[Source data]

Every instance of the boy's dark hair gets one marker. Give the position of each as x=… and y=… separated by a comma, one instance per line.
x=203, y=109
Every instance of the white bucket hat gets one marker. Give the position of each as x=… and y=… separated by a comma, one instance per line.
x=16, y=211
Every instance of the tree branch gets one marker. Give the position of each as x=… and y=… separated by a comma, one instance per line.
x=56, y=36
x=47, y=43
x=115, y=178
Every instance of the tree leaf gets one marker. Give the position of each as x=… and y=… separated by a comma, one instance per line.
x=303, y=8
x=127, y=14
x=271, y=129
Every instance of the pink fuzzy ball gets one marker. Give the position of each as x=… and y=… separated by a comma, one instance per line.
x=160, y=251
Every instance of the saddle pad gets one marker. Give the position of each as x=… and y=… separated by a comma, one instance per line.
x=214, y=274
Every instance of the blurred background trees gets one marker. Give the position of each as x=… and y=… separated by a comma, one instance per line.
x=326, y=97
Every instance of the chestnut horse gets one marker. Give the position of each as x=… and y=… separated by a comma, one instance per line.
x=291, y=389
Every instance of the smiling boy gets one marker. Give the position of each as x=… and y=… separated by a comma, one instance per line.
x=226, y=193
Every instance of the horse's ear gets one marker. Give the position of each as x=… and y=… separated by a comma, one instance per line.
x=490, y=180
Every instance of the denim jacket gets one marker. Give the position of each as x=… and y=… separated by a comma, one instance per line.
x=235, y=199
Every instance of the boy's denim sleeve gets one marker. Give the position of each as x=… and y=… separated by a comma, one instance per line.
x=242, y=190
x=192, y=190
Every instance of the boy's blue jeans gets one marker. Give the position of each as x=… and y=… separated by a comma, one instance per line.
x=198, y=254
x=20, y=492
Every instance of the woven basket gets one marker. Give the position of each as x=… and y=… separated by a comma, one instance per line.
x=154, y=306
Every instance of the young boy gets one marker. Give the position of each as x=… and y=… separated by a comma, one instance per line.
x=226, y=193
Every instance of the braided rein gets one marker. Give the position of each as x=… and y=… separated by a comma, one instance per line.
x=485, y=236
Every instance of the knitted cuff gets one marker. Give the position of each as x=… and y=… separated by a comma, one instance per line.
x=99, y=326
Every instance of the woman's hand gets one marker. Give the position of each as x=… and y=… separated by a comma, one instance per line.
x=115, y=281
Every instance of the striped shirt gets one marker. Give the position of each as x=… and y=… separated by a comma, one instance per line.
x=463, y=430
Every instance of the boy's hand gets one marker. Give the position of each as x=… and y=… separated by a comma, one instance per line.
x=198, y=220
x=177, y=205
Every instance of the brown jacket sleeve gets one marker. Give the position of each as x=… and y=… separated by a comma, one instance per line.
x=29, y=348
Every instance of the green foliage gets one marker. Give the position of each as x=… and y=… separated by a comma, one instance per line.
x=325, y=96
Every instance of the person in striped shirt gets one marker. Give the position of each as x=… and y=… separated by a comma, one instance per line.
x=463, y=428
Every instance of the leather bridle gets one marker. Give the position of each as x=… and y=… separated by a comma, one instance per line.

**Exercise instructions**
What is needed is an exact restatement of every record above.

**Answer box**
Every instance of the boy's dark hair gets one marker. Give the position of each as x=… and y=… separated by a comma, one instance per line.
x=203, y=109
Every instance of the white bucket hat gets one marker. Give the position of each as x=… and y=… separated by a comma, one instance per line.
x=16, y=211
Every instance of the tree branch gets one marker. Give the position of each as x=… and y=… separated by a comma, one instance per line.
x=56, y=36
x=47, y=43
x=115, y=178
Every instance of the tree leaf gets one marker. Give the position of each as x=… and y=… separated by a comma, one instance per line.
x=303, y=8
x=127, y=14
x=271, y=129
Every instance of the pink fuzzy ball gets one marker. Give the position of each as x=… and y=… separated by a comma, one instance per line.
x=160, y=251
Every instance of the saddle pad gets one marker. Give the position of each as x=… and y=… separated by a comma, one instance per line.
x=214, y=274
Every instance of the blurred background trees gets one marker. Give the position of each as x=… and y=… separated by a comma, one instance per line.
x=326, y=97
Every instance of the chestnut horse gets one marker. Give the position of each as x=… and y=… separated by a comma, one instance per line.
x=291, y=389
Every instance of the smiling boy gets one marker. Give the position of each as x=… and y=… separated by a comma, one instance per line.
x=226, y=193
Every instance of the horse's ear gets one marker. Give the position of each as x=… and y=… separated by a comma, one instance per line.
x=490, y=180
Every instance of the denim jacket gets one marker. Give the position of each as x=… and y=… separated by a comma, one instance per line.
x=235, y=199
Every instance of the boy's denim sleeve gets one marker. Give the position of each as x=… and y=… separated by a comma, one instance per line.
x=242, y=190
x=192, y=190
Every instance of the boy's blue jeans gets one marker. Give the position of each as x=… and y=… separated by a comma, one instance per line.
x=198, y=254
x=20, y=492
Every instance of the woven basket gets one marker. Give the position of each as x=… and y=… separated by a comma, one instance per line.
x=154, y=306
Every instance of the young boy gets one marker. Give the position of each as x=… and y=… separated by a comma, one instance per line.
x=226, y=193
Every instance of the braided rein gets one marker. Give the position of each as x=… and y=… separated by a comma, one instance per line.
x=485, y=236
Every instance of the knitted cuff gets one marker. Give the position of each as x=… and y=… separated by a comma, one instance per line.
x=99, y=326
Every instance of the woman's hand gets one marker. Give the position of each as x=… and y=… separated by a comma, one instance per line.
x=115, y=281
Every instance of the striped shirt gets one marker. Give the position of each as x=… and y=… separated by a comma, one instance per line.
x=463, y=430
Every instance of the boy's hand gets one marker. Give the position of each as x=… and y=… separated by a comma, one instance per line.
x=198, y=220
x=177, y=205
Every instance of the brown jacket sleeve gets one marker. Give the position of each as x=… and y=… separated by a comma, one instance per line.
x=29, y=348
Every instance of the green foliage gets one marker. Give the position of each as x=… and y=… separated by a comma, one instance per line.
x=325, y=96
Every instance of the person in striped shirt gets one marker. Give the position of each as x=… and y=… separated by a comma, one instance per line.
x=463, y=428
Every instance of the leather bridle gets one marker. Give the position of each as x=… and y=… separated by a comma, one instance per line.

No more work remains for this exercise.